### Referring expression data

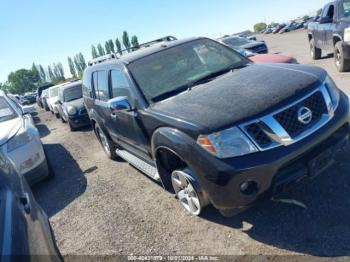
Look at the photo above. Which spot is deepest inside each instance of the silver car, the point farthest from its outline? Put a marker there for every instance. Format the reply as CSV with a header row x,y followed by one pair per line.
x,y
20,141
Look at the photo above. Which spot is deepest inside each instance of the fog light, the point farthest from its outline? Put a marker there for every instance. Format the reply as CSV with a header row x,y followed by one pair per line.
x,y
249,188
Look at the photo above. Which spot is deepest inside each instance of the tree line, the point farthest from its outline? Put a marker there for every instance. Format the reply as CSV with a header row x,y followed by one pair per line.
x,y
28,80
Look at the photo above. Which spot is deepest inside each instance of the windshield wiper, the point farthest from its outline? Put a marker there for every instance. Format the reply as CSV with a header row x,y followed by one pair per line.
x,y
202,80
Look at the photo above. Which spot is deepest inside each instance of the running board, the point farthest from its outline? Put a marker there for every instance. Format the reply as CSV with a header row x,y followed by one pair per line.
x,y
140,164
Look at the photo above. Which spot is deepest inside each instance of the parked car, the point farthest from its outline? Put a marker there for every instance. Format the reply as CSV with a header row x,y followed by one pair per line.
x,y
332,34
39,91
242,42
71,106
25,232
31,97
52,100
198,118
278,28
20,141
43,99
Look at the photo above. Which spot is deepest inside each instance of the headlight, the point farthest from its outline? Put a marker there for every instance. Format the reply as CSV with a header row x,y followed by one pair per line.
x,y
20,139
347,35
333,91
227,143
71,110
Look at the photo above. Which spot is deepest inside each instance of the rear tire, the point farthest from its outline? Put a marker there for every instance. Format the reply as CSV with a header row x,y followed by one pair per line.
x,y
315,52
107,145
342,64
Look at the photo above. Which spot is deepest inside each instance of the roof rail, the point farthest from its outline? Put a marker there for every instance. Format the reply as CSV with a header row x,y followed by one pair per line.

### WHAT NEEDS TO BE DONE
Nothing from before the line containing "of the rear" should appear; copy that line and each one after it through the last line of the entries, exactly.

### ANSWER SECTION
Look at the photo above. Which spot is deepest inside each instance of the rear tire, the point farthest from its outline? Put a marker there for every instance. Format the reply as CSV with a header row x,y followed by one pair per line.
x,y
315,52
107,145
342,64
Look at the photo above. Which spot is deepest inside each instance of the roof rail, the point farthest from its outline? Put a marker there for every instance. Format the reply as CSV with a header row x,y followed by one pair per line.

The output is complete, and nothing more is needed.